What to produce: Repeat, word for word, everything in the advice text below from "Often we are" down to "than ever before.".

Source:
______________________________

Often we are most comfortable with those we love and tend to vent our frustrations out with no expectation of solutions. Is this conflict one of those instances? Just ask! If you are feeling attacked, ask something along the lines of, “are you just venting?” or “is this at me or to me?” Sometimes you may just need to get something of your chest, but the person receiving this may be taking it personally without you even knowing. Don’t forget the power of a simple ‘thank you.’ You will all grow and change during this time, but in keeping appreciation, respect, and communication in mind, you can forge bonds stronger than ever before.

3. Change your perspective.

You see the long hours, hard work, packing up for yet another stop or destination. The kids are growing before your eyes in pictures. The home that you love is getting painted a new color or relocated altogether. The air conditioning took a dump, or the car needs new tires. What happens at home affects you because you have no control, no way to help. You see all their stress and frustration. You may feel powerless, tired, overworked, and just trying to get by. They see the beautiful places you go, the perception of no responsibility and the freedom from the kids. Not having to deal with all the details of the home.

______________________________

Information shown:

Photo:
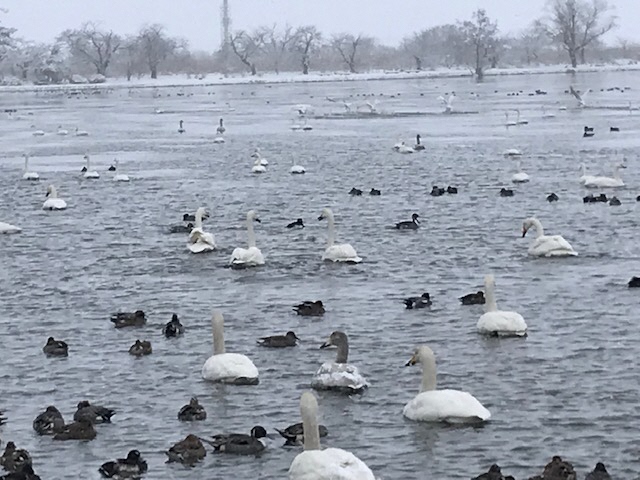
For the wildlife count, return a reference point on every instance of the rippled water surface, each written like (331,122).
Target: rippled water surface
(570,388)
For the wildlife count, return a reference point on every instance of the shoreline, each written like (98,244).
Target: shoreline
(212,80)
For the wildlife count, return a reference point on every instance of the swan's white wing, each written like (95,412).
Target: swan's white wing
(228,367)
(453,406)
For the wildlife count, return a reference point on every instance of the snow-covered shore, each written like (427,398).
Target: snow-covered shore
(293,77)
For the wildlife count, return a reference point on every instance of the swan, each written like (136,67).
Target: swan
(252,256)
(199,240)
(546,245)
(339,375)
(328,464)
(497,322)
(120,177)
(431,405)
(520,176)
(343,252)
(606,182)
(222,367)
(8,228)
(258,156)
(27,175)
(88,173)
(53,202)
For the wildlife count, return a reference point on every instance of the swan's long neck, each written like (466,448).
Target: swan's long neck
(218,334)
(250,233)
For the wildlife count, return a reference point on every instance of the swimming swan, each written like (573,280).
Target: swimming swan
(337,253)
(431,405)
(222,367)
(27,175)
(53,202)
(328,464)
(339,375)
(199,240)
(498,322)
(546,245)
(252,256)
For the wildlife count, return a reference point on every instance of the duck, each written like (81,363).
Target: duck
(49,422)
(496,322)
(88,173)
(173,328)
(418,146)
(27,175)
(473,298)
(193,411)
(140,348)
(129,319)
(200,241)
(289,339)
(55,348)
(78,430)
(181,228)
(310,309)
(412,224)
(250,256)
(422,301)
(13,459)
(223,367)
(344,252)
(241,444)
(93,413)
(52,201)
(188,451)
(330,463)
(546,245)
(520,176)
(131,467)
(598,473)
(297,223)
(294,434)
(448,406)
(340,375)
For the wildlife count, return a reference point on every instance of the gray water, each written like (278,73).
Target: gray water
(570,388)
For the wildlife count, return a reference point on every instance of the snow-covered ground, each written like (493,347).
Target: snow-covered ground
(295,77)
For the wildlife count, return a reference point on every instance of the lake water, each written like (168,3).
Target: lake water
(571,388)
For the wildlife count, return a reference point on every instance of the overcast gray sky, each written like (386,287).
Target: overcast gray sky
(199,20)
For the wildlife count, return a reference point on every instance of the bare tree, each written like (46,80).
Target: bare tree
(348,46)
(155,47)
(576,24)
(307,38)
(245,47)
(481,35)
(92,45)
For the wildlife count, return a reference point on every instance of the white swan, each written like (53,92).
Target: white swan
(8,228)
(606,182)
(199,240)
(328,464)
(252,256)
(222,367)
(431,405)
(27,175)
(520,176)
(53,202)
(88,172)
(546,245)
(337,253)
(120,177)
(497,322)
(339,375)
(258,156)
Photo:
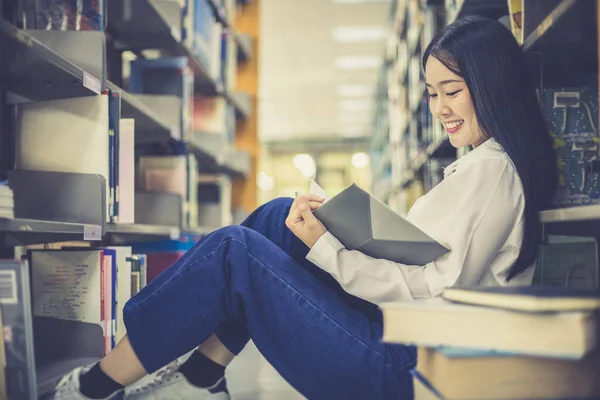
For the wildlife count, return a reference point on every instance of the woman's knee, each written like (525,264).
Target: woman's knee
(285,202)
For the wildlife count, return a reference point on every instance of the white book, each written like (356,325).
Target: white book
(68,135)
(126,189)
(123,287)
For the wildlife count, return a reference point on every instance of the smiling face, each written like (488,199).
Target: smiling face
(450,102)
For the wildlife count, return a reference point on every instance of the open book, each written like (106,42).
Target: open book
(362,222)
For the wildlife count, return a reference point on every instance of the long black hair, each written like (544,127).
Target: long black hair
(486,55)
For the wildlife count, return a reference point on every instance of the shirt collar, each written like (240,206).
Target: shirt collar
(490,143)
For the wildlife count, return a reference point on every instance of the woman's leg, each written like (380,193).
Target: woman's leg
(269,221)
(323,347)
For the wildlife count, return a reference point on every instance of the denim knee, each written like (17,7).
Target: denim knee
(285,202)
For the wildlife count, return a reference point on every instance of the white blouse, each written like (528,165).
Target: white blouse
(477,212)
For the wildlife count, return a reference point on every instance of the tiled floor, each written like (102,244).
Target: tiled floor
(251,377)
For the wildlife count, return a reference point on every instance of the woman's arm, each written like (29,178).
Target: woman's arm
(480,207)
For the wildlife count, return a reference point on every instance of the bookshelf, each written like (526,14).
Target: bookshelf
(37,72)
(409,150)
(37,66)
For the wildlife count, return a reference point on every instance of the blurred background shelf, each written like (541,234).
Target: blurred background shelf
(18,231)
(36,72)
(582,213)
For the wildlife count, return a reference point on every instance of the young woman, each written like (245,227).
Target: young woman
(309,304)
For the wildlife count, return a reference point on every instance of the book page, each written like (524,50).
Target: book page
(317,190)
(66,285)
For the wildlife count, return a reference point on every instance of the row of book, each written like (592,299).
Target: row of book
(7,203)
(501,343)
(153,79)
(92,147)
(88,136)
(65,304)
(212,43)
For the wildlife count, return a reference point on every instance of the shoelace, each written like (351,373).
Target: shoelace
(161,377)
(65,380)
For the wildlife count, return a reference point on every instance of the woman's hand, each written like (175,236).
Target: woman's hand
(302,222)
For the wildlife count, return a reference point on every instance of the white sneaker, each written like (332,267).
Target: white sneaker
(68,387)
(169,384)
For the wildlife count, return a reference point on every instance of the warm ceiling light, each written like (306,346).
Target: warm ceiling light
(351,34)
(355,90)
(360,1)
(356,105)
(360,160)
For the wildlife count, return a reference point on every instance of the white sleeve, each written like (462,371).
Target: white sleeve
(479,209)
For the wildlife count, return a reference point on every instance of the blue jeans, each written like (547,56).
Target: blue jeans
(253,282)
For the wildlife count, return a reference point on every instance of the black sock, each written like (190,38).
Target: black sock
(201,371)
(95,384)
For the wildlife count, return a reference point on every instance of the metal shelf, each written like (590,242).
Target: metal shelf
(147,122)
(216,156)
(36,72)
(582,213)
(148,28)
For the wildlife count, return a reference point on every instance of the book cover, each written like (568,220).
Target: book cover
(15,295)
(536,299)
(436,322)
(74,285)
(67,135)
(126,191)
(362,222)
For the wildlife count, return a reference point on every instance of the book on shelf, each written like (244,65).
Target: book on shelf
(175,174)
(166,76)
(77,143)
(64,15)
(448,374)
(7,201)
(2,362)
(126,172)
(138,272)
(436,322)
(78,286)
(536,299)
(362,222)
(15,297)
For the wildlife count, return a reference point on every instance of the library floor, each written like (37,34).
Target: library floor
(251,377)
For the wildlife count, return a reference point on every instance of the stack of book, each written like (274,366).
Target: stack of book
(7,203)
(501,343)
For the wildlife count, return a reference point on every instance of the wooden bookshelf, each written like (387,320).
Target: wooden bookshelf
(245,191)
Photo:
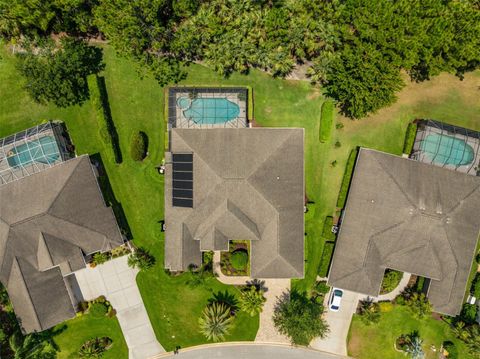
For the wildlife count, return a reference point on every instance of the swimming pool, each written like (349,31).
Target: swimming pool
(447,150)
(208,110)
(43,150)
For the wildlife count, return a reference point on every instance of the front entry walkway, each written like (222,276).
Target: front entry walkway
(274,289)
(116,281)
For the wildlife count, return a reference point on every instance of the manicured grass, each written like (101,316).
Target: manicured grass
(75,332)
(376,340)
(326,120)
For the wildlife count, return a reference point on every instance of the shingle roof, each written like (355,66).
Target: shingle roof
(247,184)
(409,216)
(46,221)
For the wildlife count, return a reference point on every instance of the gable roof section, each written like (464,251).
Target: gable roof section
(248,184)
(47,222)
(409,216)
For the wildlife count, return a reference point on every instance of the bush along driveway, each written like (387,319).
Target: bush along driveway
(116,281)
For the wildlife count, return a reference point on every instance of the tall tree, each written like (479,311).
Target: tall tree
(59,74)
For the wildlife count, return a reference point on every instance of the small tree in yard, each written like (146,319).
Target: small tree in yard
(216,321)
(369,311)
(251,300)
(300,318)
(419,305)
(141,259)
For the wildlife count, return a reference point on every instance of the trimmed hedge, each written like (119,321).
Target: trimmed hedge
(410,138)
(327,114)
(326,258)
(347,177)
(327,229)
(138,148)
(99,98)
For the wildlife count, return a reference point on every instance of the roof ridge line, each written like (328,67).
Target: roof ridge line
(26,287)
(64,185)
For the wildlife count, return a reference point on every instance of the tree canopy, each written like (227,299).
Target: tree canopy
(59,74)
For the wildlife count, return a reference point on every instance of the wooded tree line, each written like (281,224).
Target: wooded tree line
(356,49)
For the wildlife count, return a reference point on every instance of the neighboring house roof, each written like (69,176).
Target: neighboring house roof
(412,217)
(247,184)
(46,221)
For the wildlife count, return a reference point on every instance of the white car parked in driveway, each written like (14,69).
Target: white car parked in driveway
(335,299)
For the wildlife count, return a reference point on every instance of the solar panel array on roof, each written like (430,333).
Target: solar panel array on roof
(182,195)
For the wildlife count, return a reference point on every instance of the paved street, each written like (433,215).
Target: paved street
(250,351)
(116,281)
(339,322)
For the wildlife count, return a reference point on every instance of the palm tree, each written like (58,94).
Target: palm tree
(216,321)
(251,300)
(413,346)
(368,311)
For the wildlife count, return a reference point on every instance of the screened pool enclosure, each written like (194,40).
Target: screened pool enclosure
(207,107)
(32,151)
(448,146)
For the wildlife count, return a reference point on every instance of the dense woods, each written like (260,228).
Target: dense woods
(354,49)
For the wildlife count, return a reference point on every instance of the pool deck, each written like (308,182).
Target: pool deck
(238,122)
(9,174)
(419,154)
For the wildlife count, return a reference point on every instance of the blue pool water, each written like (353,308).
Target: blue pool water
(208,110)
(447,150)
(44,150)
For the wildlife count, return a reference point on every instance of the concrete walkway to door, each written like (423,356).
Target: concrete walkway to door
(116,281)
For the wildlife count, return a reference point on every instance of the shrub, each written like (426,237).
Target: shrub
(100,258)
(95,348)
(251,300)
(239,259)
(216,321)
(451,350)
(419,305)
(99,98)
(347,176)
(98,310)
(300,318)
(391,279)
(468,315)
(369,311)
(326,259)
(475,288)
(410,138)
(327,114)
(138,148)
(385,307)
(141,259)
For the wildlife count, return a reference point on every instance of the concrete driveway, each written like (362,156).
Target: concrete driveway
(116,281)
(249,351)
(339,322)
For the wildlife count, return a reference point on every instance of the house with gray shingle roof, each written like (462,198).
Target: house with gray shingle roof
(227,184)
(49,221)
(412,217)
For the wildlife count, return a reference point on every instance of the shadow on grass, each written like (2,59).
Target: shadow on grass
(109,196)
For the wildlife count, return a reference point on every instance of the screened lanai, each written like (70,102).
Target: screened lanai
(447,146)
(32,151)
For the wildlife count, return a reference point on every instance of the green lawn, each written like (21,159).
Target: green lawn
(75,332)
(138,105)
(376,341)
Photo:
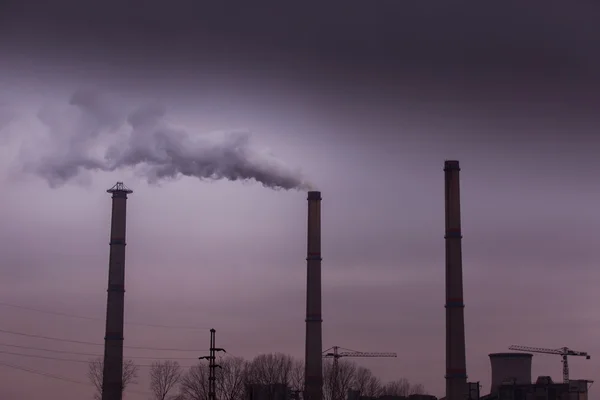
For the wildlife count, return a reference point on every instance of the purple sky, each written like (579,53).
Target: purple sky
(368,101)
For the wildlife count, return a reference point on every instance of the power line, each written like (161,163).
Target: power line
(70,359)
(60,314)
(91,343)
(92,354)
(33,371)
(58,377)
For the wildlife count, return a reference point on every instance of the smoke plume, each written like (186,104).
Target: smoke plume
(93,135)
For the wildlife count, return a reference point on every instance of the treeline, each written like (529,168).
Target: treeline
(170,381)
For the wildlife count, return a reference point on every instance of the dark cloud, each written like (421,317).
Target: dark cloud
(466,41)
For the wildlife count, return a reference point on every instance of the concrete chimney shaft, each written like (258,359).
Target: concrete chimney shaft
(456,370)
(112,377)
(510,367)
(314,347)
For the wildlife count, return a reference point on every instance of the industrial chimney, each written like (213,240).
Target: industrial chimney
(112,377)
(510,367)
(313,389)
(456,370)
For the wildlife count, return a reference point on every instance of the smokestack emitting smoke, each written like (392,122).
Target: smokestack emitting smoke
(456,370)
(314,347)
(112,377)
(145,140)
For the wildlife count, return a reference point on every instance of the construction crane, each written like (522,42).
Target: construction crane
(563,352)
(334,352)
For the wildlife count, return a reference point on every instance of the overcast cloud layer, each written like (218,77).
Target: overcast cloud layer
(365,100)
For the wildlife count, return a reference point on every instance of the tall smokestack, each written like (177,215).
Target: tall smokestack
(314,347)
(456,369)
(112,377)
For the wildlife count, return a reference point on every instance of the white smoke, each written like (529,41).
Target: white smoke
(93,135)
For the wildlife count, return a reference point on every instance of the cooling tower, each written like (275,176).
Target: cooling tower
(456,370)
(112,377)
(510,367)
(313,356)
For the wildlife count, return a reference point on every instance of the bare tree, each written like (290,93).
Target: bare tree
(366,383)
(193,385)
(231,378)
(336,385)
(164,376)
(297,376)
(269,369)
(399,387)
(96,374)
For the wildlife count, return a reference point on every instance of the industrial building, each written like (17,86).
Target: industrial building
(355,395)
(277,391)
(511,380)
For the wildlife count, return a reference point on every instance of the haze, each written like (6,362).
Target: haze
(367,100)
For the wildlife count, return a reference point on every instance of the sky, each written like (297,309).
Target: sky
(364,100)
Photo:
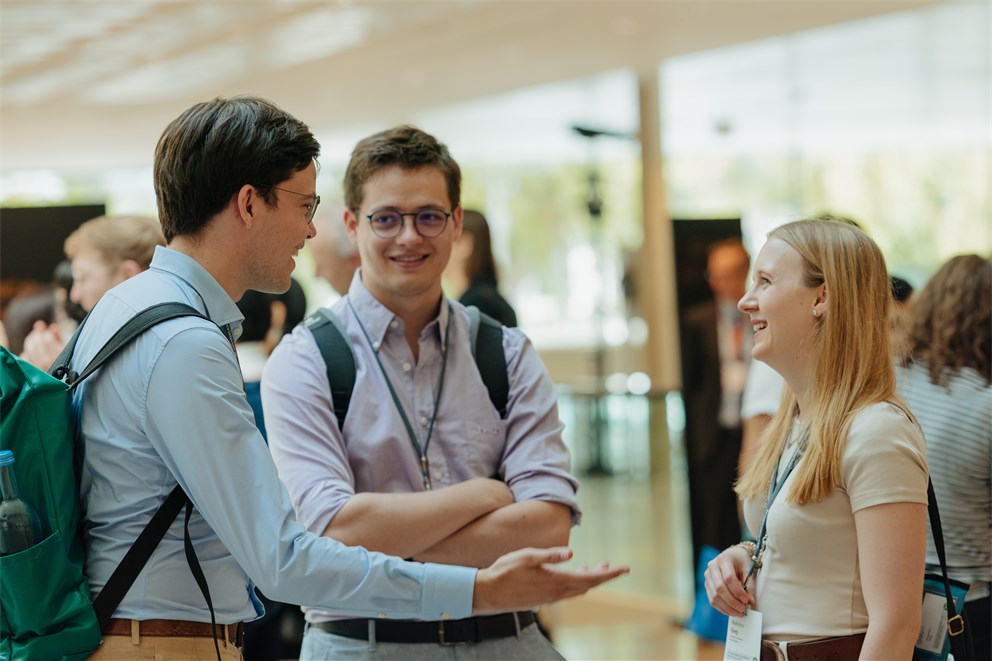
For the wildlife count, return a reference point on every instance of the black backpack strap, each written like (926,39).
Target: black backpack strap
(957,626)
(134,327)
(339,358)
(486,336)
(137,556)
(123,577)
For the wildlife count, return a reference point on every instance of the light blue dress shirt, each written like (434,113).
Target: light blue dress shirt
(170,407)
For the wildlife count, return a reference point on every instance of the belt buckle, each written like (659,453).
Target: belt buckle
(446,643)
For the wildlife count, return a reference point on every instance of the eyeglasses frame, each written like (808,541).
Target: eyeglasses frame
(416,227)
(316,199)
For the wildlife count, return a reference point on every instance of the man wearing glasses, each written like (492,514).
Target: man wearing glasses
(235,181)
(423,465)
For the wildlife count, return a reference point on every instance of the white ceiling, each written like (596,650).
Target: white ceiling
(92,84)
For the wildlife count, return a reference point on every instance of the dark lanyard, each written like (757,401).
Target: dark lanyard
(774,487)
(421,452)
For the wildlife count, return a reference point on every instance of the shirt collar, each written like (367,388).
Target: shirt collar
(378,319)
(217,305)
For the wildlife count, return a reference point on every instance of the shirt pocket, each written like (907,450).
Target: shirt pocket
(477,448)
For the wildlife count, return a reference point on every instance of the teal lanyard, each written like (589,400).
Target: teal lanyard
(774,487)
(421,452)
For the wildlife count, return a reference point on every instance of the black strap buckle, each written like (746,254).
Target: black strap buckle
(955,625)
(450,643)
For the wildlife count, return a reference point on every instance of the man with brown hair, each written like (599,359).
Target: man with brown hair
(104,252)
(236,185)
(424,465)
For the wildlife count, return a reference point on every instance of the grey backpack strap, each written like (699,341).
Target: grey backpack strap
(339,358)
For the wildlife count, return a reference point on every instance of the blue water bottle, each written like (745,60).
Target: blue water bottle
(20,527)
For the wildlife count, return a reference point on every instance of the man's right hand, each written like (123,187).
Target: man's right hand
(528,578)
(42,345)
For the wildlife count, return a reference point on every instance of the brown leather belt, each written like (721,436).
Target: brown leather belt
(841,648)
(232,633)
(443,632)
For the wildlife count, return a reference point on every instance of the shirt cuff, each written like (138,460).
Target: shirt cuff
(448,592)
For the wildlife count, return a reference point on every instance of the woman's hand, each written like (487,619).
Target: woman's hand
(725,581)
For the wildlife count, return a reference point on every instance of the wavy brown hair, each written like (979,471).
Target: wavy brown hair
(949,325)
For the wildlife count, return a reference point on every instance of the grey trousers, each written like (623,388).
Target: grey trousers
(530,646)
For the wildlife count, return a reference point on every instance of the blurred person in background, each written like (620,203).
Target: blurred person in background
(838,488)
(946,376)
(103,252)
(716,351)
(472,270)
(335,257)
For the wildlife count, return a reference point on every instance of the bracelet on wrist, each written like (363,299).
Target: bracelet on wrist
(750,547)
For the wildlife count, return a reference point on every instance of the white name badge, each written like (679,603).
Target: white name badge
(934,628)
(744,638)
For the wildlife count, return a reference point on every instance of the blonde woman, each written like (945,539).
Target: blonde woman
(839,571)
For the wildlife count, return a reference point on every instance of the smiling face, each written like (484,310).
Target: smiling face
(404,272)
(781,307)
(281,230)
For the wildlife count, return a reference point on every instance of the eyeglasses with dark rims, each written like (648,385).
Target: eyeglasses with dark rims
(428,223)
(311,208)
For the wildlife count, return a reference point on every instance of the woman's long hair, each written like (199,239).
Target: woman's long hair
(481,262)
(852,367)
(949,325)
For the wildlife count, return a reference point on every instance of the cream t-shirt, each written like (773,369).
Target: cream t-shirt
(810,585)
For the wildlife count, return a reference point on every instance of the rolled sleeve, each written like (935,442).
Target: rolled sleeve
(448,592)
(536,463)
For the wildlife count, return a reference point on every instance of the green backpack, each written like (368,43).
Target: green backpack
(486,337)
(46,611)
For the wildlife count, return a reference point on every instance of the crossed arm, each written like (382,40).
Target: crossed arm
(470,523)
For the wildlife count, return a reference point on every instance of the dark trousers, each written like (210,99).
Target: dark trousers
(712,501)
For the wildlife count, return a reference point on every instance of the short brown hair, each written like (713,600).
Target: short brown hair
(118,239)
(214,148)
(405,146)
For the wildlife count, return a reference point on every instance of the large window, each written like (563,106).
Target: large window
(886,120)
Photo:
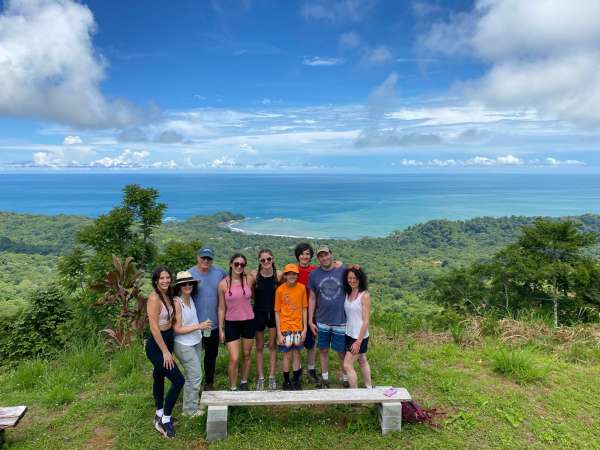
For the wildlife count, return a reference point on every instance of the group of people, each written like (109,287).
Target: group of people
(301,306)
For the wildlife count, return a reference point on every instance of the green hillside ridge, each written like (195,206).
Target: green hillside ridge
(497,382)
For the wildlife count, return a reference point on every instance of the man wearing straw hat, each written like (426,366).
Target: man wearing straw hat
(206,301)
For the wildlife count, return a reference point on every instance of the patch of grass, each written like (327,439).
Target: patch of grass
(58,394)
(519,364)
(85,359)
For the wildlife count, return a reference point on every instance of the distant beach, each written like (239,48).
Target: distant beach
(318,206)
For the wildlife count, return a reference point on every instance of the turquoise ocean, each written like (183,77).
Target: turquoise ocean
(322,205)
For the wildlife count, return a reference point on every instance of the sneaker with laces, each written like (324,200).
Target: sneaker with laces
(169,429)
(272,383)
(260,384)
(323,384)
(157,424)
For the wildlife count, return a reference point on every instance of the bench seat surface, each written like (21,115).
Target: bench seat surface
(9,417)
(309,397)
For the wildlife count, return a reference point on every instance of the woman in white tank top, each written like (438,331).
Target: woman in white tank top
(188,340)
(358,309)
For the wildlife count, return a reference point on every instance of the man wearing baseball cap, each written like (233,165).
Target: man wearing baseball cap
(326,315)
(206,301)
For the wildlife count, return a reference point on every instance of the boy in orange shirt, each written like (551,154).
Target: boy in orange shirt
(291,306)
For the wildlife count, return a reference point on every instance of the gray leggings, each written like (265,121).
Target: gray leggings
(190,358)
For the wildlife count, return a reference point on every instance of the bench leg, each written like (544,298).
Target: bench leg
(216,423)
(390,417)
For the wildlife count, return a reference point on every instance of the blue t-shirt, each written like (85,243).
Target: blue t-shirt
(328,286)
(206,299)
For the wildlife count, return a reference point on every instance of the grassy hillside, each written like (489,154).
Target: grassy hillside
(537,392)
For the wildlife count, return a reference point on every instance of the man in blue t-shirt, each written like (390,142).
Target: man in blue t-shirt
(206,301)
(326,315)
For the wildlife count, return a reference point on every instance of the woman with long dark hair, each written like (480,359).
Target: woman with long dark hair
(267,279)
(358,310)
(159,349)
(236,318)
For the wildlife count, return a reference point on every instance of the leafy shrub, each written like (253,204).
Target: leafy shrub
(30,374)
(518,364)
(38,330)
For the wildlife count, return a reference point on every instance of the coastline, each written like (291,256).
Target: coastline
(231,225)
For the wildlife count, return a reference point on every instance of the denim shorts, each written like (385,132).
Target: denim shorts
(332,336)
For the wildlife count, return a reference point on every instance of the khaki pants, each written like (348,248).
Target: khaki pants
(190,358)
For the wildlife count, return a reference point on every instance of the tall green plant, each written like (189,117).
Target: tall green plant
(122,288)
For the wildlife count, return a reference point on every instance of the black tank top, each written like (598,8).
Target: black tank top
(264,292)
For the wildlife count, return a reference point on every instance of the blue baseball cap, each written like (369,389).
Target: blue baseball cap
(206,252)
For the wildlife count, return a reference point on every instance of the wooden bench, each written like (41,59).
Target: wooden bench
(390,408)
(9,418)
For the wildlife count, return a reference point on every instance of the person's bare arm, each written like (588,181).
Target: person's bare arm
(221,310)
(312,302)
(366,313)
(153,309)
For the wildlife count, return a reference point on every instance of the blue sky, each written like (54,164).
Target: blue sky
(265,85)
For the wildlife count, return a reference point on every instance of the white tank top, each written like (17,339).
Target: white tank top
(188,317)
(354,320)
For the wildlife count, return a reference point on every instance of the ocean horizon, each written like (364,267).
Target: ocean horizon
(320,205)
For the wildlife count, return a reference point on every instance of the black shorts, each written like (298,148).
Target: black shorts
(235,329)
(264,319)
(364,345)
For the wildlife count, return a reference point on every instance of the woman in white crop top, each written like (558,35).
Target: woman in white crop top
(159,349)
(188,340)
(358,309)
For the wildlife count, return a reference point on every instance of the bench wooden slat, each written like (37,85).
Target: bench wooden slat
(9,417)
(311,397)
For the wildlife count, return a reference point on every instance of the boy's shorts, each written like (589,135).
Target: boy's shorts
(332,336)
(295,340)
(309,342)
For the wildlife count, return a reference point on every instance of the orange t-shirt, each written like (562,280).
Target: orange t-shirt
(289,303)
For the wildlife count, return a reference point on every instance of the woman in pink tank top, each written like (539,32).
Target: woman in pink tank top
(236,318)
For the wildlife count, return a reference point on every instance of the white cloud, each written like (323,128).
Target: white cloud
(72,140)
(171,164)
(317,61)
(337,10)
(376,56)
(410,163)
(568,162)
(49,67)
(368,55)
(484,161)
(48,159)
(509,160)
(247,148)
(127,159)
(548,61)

______________________________

Response for this exercise:
Often we are most comfortable with those we love and tend to vent our frustrations out with no expectation of solutions. Is this conflict one of those instances? Just ask! If you are feeling attacked, ask something along the lines of, “are you just venting?” or “is this at me or to me?” Sometimes you may just need to get something of your chest, but the person receiving this may be taking it personally without you even knowing. Don’t forget the power of a simple ‘thank you.’ You will all grow and change during this time, but in keeping appreciation, respect, and communication in mind, you can forge bonds stronger than ever before.